DATA PROVIDED section start

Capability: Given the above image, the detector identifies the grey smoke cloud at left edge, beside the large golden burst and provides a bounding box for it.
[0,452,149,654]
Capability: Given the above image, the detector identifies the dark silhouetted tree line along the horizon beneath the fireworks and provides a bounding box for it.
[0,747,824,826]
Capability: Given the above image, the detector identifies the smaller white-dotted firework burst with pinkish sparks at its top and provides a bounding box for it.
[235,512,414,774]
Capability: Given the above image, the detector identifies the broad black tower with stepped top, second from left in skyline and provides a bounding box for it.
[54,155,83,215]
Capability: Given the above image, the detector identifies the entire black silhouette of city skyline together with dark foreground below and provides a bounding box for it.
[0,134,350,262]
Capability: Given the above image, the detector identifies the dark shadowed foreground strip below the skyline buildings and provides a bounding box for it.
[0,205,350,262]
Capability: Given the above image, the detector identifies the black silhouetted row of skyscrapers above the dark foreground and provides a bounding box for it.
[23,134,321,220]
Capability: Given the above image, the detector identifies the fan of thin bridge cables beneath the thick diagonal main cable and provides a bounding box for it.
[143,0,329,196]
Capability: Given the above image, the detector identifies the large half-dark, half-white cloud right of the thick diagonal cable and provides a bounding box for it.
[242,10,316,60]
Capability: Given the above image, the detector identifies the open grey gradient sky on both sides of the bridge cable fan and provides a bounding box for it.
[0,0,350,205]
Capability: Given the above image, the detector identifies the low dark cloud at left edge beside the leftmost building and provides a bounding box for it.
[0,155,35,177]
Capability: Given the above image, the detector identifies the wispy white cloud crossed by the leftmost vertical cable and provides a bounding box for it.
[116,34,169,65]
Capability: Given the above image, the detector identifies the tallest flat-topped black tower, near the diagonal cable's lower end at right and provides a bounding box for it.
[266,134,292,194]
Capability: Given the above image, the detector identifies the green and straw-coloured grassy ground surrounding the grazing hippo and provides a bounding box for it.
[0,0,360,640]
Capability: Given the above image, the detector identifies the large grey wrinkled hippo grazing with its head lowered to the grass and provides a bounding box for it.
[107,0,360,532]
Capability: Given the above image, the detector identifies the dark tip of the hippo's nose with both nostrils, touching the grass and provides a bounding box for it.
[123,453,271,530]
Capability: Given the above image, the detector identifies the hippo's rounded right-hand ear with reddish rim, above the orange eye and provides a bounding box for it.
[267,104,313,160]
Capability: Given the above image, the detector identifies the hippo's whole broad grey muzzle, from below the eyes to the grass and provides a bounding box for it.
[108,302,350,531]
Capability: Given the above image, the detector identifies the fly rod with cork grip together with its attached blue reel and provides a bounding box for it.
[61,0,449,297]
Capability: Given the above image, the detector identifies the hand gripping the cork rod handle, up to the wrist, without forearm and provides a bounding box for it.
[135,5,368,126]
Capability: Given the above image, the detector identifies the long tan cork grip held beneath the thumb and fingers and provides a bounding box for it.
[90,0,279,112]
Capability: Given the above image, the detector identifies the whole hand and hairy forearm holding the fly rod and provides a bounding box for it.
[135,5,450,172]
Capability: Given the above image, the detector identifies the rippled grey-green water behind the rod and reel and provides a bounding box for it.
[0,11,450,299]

DATA PROVIDED section end

● **YOUR OBJECTIVE**
Reproduce the entire listing so that it matches the original in every line.

● **WRITTEN RESPONSE**
Capability: Given the above image, the detector identifies the grey smoke cloud at left edge, beside the large golden burst and provides a bounding box for it.
[0,452,149,654]
Capability: Given the above image, the detector identifies the dark silhouetted tree line along the horizon beneath the fireworks and provides a bounding box for it.
[0,747,824,826]
Capability: Given the above image, the detector identifies the smaller white-dotted firework burst with pinkish sparks at its top and provides a bounding box for it.
[235,512,414,774]
Capability: Given the above image, the detector identifies the broad black tower with stepped top, second from left in skyline and provides a bounding box for it.
[54,155,83,215]
Capability: Given the above image, the detector identifies the entire black silhouette of city skyline together with dark foreground below and provides a bounding box for it.
[0,134,350,262]
Capability: Given the above image, the detector identifies the dark shadowed foreground strip below the skyline buildings and provides a bounding box for it.
[0,205,350,262]
Capability: Given the above image, the detector identifies the black silhouetted row of skyscrapers above the dark foreground and provides a bounding box for it.
[23,134,321,220]
Capability: Given the above image, the detector identifies the fan of thin bridge cables beneath the thick diagonal main cable and provides a bounding box for it.
[143,0,329,196]
Capability: Given the above image, the detector identifies the large half-dark, half-white cloud right of the thick diagonal cable and provides a bounding box for it.
[242,10,316,60]
Capability: Given the above image, the detector identifies the open grey gradient sky on both sides of the bridge cable fan and provides a bounding box for it.
[0,0,350,205]
Capability: Given the above image, the detector identifies the low dark cloud at left edge beside the leftmost building and provides a bounding box for it.
[0,155,35,177]
Capability: Given the above image, the detector identifies the wispy white cloud crossed by the leftmost vertical cable and provides a bounding box for it.
[116,34,169,65]
Capability: Given the above image, the detector identifies the tallest flat-topped black tower, near the diagonal cable's lower end at right and provides a bounding box for it.
[266,134,292,194]
Capability: Given the above image, the detector identifies the green and straw-coloured grassy ground surrounding the grazing hippo and provides a bounding box for it.
[0,0,360,640]
Capability: Given the above image, the detector identifies the large grey wrinkled hippo grazing with its head lowered to the grass and provides a bounding box for it.
[107,0,360,532]
Capability: Given the above image, the detector identifies the dark tip of the hippo's nose with both nostrils, touching the grass and provides a bounding box for it.
[123,453,271,530]
Capability: Given the above image, the detector identifies the hippo's rounded right-hand ear with reddish rim, above the orange eye and provides a bounding box for it.
[267,104,313,160]
Capability: Given the above image, the detector identifies the hippo's whole broad grey muzzle, from below the eyes to the grass and provides a bounding box for it.
[108,302,350,531]
Capability: Given the above image, the detector identifies the fly rod with cork grip together with its attached blue reel and provides a bounding box for it.
[61,0,449,297]
Capability: Given the above image, the detector identifies the hand gripping the cork rod handle, up to the wrist, without forearm and provides a bounding box for it.
[135,5,368,126]
Capability: Given the above image, the detector identifies the long tan cork grip held beneath the thumb and fingers and provides a bounding box for it.
[90,0,279,112]
Capability: Given the above image, the detector identifies the whole hand and hairy forearm holding the fly rod and provides a bounding box for it.
[135,5,450,172]
Capability: Given the above image, the detector identifies the rippled grey-green water behind the rod and reel and provides a bounding box for it.
[0,11,450,299]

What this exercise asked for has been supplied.